PROBLEM STATEMENT: Copy exactly, line for line, the part of the listing from the line containing "upstairs window in that picture" through its last line, and nothing else.

***** THE INPUT *****

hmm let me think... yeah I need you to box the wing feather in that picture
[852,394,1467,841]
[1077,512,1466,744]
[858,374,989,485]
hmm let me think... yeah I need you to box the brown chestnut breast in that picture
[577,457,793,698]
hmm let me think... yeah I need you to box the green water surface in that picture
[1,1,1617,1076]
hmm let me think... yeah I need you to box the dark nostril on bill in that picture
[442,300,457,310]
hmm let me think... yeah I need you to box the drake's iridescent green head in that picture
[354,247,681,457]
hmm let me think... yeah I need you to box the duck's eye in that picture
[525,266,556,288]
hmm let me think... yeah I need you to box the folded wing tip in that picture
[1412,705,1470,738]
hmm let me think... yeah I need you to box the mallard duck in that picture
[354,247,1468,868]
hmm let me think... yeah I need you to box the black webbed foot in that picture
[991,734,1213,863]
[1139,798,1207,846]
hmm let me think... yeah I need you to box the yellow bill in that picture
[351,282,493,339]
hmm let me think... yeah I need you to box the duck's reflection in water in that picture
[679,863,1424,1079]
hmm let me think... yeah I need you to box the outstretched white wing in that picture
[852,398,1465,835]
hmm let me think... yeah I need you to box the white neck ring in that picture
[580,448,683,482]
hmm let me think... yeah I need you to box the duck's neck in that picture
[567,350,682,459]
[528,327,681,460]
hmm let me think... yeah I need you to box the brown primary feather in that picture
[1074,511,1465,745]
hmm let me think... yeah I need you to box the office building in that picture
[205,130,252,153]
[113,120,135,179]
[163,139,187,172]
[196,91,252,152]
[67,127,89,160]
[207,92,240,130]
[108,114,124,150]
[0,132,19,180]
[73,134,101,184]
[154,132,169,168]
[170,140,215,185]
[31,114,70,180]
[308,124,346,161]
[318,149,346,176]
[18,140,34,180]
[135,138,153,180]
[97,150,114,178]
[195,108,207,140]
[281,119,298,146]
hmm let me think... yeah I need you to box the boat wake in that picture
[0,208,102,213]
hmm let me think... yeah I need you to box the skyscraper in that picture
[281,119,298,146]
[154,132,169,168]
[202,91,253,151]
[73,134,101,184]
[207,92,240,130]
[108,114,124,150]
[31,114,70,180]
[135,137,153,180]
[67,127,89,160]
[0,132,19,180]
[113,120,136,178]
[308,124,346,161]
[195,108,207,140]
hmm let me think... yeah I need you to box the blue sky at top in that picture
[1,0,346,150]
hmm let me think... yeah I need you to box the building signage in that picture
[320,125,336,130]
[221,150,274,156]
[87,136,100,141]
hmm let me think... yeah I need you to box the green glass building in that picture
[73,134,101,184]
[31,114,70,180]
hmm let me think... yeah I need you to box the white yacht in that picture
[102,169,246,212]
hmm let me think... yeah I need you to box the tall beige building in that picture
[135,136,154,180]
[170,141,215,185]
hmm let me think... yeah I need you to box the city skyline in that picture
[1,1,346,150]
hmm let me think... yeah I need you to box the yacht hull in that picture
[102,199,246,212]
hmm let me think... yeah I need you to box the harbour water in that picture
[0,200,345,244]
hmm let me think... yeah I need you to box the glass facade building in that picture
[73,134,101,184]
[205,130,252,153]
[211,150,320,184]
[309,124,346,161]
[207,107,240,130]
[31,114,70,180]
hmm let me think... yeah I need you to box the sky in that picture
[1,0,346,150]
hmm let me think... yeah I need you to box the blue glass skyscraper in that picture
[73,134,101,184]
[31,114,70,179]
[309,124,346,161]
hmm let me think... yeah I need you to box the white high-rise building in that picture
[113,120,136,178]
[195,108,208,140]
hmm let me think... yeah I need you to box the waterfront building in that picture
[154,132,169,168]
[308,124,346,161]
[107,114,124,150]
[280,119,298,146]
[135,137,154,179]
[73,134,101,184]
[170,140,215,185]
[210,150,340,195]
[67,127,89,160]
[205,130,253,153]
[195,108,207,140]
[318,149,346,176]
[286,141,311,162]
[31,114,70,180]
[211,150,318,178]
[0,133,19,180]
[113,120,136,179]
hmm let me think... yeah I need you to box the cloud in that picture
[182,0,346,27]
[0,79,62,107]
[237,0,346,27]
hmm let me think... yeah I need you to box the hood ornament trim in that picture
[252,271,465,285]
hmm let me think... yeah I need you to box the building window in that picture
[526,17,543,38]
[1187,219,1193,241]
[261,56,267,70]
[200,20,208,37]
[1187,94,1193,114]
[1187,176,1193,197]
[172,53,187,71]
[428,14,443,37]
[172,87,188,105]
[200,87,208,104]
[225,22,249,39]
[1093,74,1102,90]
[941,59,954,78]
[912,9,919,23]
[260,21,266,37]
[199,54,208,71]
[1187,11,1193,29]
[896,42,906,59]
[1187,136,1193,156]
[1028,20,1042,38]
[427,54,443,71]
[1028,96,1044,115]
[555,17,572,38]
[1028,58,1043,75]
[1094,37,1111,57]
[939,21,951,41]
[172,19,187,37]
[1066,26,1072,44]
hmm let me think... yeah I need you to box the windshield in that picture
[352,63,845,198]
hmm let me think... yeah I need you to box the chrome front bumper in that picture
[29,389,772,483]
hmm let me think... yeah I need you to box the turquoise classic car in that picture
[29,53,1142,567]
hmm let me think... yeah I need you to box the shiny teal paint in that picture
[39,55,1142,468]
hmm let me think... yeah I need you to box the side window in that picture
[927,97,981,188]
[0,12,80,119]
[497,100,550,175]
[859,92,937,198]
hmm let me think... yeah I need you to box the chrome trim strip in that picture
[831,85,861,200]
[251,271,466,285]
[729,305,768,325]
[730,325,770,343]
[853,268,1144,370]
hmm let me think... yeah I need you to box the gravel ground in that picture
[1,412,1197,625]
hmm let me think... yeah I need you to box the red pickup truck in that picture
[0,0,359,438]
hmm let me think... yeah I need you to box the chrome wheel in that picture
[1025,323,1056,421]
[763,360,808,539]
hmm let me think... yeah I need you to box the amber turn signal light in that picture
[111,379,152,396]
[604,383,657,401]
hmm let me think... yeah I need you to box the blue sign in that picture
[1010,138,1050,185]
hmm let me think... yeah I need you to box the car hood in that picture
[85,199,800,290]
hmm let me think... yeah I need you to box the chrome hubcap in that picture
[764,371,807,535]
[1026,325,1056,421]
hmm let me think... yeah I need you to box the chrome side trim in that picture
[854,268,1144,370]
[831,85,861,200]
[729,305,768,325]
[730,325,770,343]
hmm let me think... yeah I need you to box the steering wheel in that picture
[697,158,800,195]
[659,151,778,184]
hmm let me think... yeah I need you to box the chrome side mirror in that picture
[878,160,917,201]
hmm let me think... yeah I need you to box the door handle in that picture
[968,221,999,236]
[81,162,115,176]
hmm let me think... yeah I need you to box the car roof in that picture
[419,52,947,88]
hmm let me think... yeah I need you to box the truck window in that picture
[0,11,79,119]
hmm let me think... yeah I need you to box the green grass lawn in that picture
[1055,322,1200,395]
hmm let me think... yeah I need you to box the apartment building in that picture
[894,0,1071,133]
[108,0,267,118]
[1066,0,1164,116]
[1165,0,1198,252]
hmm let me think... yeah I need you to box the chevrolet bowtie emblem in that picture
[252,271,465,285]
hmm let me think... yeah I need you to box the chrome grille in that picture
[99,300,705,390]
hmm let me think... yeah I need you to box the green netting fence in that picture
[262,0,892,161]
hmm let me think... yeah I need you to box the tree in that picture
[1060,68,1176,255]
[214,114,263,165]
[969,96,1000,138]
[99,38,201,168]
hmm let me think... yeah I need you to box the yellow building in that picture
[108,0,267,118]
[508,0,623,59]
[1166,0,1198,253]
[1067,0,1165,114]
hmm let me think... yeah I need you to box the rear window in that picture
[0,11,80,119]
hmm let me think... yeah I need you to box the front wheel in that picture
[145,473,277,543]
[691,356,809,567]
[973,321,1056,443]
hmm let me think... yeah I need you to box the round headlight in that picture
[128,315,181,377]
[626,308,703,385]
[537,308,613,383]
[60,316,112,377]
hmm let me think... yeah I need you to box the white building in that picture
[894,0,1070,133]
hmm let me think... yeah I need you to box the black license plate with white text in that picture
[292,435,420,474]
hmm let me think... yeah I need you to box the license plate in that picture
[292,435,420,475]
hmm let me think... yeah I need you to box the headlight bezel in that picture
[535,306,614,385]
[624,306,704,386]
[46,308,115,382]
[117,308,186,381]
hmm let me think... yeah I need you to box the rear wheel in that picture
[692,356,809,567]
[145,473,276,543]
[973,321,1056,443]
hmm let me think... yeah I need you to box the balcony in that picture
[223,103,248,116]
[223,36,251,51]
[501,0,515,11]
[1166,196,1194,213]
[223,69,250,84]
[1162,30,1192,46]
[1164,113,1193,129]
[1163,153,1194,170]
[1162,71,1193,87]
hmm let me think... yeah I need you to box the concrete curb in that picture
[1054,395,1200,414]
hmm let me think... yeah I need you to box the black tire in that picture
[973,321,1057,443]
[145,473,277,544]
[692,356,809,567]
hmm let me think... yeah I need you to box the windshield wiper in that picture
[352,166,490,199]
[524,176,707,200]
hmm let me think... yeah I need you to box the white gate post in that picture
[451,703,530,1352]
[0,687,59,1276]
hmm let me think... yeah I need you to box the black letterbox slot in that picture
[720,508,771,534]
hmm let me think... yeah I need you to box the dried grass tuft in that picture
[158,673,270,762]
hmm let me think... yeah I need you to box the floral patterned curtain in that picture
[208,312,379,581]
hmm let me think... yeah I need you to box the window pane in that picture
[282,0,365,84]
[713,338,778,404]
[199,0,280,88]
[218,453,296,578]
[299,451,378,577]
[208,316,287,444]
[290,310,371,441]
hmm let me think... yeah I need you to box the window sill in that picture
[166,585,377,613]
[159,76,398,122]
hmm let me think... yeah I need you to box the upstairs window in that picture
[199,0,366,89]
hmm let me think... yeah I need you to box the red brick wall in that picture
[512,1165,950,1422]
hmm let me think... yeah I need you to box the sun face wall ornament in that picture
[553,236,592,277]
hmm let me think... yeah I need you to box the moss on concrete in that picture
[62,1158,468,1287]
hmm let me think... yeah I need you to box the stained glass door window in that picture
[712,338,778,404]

*****

SOLVED PROBLEM:
hmm let me think... yeah I need you to box the upstairs window in that picture
[199,0,366,89]
hmm let me think... yeah I need you to box the red brick wall in that picture
[512,1165,950,1422]
hmm let me think... yeah I need you to box the sun face wall ornament in that picture
[553,236,592,277]
hmm let me think... yeah I need you to box the moss on concrete in that picture
[62,1158,468,1287]
hmm let me think... yeah I need you to box the stained glass door window in that picture
[712,338,778,404]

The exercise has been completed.